### Görev 1
Aşağıdaki Bursa röportajında "İşimiz gereği sürekli" sözcüklerini içeren yerle açılıp "gibi talepler aldınız?" ile kapanan bölümü aynen yineleyin.

### Kaynak metin
N. Nuri YAVUZ
Önce sizi tanıyabilir miyiz?
1979 Antakya doğumluyum. Aslen Muğla Fethiyeliyim. Evliyim ve 2 çocuğum var. Eskişehir Osmangazi Üniversitesi Elektrik Mühendisliği Bölümü'nden 2003 yılında mezun oldum. 2007 yılında Uludağ Elektrik Dağıtım AŞ.'ye kamu kurumu iken girdim. Kurumun değişik bölümlerinde çalıştım. Kurumda 2013'ten Ağustos 2019'a kadar 6 yıl Çanakkale işletme müdürlüğü yaptım. Yaklaşık 5 aydır da Bursa'da bu görevdeyim.
Bursa daha önceden tanıdığınız bir kent miydi?
İşimiz gereği sürekli sahada olduğumuz için şebekeleri yerinde incelerken şehri de gezmiş oluyoruz. Tarih merakım var ve Bursa da bu açıdan zengin bir kent olduğu için şehri her yönüyle tanıma fırsatım oluyor. Öte yandan Bursa, aslında hem büyük hem de küçük bir kent diyebiliriz. Çünkü herkes birbirini tanıyor ve biliyor.
Bursa'daki yeni göreviniz sonrası kent dinamikleriyle gerçekleştirdiğiniz görüşmeler nasıl geçti? Ne gibi talepler aldınız?
Bugüne kadarki görüşmelerim gayet olumlu geçti. Hizmet alanımız içindeki 4 ilin valisini de ziyaret ettim. Büyük bir sıkıntı ile karşılaşmadım. Sektörümüzde talepler sürekli olur. Yeni binalar yapılıyor, yeni sokaklar çıkıyor ya da imara açılan bölgeler oluyor. Oralara da altyapı götürmemiz gerekiyor. Bu sıralar imar barışı ile ilgili talepler yoğun bir şekilde geliyor ve hepsine cevap vermeye çalışıyoruz.
Tek şirket çatısı altında olmasından da olabilir belki ama UEDAŞ ile LİMAK enerji yani dağıtım ve perakende şirketleri sürekli birbirine karıştırılıyor. Bu iki şirket arasındaki farkı somutlaştırır mısınız?

### Göreve ait kayıtlar
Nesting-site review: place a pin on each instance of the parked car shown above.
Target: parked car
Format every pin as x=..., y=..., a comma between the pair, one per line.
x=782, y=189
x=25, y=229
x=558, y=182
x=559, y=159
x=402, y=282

### Görev 2
Lütfen yukarıdaki kayıtların bütün satırlarını hiç değiştirmeden çoğaltın.

### Doğru cevap 1
İşimiz gereği sürekli sahada olduğumuz için şebekeleri yerinde incelerken şehri de gezmiş oluyoruz. Tarih merakım var ve Bursa da bu açıdan zengin bir kent olduğu için şehri her yönüyle tanıma fırsatım oluyor. Öte yandan Bursa, aslında hem büyük hem de küçük bir kent diyebiliriz. Çünkü herkes birbirini tanıyor ve biliyor.
Bursa'daki yeni göreviniz sonrası kent dinamikleriyle gerçekleştirdiğiniz görüşmeler nasıl geçti? Ne gibi talepler aldınız?

### Doğru cevap 2
Nesting-site review: place a pin on each instance of the parked car shown above.
Target: parked car
Format every pin as x=..., y=..., a comma between the pair, one per line.
x=782, y=189
x=25, y=229
x=558, y=182
x=559, y=159
x=402, y=282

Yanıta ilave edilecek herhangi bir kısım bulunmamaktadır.